Feb 06
Don’t mention the (Franco-Prussian) war… or what French payments to Germany in the 1870s tell us about the euro crisis!

Michael Pettis, the Beijing-based economic theorist, has written a magisterial blog post that Matthew C. Klein, the American historian/ financial commentator, regards as 'literally the best analysis of the euro area's problems we've ever read'. Likewise, I was blown away by the power of Pettis' argument, but I must pass on this issue until I have finished Philippe Legrain's 'European Spring: Why our Economies and Politics are in a Mess and How to Put Them Right' and at least started Yanis Varoufakis' Europe after the Minotaur: Greece and the Future of the Global Economy.


Pettis' piece is a blog post but, at some 25 pages long, not as we know them.  It was crying out for a summary. Happily Matthew C. Klein has provided an excellent one in Alphaville in the FT: Michael Pettis explains the euro crisis (and a lot of other things too). Of course, I urge you to read Pettis or, if you don't have the time, to read Klein extensive summary of the Pettis post (accessing the Financial Times is less troublesome than you might think, but as I have a sub, I don't know what precise hurdles you might face).


Those as yet unconvinced that either is worth their time should take note of the following particular nuggets to be found among all the gold-standard writing.

▸ **Boundary annotation entries**:
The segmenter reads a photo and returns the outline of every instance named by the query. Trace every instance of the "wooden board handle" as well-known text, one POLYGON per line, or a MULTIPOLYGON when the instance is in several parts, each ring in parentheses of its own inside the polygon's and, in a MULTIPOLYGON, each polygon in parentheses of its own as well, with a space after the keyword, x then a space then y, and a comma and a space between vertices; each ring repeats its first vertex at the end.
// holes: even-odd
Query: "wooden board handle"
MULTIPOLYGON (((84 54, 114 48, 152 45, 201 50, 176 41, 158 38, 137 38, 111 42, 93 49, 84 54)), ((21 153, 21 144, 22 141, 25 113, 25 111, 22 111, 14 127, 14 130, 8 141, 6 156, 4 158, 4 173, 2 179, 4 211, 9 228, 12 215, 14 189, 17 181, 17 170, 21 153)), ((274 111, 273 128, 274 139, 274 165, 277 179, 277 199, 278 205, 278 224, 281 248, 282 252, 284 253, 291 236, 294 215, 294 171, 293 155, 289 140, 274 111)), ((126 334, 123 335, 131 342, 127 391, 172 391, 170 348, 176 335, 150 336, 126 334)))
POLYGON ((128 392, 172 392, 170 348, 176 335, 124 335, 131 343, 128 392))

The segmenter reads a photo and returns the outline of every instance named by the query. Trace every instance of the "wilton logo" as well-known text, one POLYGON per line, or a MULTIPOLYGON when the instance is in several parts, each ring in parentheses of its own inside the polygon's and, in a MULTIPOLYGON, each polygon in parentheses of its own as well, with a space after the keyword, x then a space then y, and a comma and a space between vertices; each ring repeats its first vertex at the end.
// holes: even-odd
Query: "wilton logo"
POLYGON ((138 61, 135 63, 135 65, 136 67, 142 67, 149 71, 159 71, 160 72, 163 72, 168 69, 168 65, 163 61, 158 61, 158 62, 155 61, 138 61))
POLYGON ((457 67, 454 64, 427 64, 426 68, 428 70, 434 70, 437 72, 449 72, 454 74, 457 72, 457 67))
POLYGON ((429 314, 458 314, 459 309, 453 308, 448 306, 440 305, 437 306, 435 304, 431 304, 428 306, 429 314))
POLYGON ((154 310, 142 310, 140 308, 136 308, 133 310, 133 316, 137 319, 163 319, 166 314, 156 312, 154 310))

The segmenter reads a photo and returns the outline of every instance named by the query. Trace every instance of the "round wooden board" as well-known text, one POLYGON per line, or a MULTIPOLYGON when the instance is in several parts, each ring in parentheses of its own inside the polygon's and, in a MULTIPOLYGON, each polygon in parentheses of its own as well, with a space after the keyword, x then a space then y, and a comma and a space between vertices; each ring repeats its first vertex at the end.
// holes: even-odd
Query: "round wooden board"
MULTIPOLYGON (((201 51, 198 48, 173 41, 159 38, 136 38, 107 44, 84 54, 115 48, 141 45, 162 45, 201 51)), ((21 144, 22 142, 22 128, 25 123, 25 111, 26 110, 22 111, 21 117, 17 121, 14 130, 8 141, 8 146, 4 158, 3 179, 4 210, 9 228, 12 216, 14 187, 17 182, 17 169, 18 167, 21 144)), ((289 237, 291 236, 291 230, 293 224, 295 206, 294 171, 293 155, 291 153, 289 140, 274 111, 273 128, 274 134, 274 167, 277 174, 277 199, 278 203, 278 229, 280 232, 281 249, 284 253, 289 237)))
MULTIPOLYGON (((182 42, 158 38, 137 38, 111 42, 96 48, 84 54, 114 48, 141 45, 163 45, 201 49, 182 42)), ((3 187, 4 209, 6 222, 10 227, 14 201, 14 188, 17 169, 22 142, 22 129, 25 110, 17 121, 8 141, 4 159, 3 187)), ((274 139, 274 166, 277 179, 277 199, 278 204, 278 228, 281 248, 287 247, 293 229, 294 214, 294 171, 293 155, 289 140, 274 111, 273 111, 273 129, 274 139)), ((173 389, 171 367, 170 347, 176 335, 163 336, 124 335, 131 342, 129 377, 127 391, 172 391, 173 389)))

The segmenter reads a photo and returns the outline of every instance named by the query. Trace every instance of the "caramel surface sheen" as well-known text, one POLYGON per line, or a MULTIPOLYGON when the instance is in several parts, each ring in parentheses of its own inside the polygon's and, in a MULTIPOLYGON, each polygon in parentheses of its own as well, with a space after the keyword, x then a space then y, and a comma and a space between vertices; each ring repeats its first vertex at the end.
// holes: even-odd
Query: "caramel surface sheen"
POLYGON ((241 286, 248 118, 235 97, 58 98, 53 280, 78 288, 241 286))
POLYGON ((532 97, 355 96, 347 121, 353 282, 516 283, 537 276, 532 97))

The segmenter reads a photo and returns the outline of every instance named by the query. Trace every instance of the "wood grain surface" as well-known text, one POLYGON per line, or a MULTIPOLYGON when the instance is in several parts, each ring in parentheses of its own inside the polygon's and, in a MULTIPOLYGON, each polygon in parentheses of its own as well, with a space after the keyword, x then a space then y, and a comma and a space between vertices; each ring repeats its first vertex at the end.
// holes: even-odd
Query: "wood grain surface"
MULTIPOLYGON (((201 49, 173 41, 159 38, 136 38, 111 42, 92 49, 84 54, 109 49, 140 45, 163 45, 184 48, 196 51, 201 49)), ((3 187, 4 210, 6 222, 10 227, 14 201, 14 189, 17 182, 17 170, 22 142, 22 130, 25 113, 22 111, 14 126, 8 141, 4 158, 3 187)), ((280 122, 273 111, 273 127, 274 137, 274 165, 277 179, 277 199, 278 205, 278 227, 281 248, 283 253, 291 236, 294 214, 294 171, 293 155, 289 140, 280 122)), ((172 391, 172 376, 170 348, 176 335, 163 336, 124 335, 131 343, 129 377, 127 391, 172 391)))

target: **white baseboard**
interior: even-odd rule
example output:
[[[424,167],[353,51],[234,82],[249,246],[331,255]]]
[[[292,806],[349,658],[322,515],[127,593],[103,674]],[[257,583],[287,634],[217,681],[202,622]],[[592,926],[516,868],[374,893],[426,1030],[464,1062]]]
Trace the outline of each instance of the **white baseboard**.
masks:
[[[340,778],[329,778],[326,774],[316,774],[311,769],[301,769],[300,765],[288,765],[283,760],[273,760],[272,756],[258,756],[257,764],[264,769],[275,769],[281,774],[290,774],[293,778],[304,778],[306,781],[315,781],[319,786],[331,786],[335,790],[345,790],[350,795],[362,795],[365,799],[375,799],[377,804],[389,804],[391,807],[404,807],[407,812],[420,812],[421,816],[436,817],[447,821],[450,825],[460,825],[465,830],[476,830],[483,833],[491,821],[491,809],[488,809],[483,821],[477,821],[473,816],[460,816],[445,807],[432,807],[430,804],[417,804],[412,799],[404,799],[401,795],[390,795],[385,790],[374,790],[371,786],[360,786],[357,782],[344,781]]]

▸ **Given task**:
Reproduce the entire blog post above on French payments to Germany and the euro crisis, word for word.

▸ **Complete output**:
Feb 06
Don’t mention the (Franco-Prussian) war… or what French payments to Germany in the 1870s tell us about the euro crisis!

Michael Pettis, the Beijing-based economic theorist, has written a magisterial blog post that Matthew C. Klein, the American historian/ financial commentator, regards as 'literally the best analysis of the euro area's problems we've ever read'. Likewise, I was blown away by the power of Pettis' argument, but I must pass on this issue until I have finished Philippe Legrain's 'European Spring: Why our Economies and Politics are in a Mess and How to Put Them Right' and at least started Yanis Varoufakis' Europe after the Minotaur: Greece and the Future of the Global Economy.


Pettis' piece is a blog post but, at some 25 pages long, not as we know them.  It was crying out for a summary. Happily Matthew C. Klein has provided an excellent one in Alphaville in the FT: Michael Pettis explains the euro crisis (and a lot of other things too). Of course, I urge you to read Pettis or, if you don't have the time, to read Klein extensive summary of the Pettis post (accessing the Financial Times is less troublesome than you might think, but as I have a sub, I don't know what precise hurdles you might face).


Those as yet unconvinced that either is worth their time should take note of the following particular nuggets to be found among all the gold-standard writing.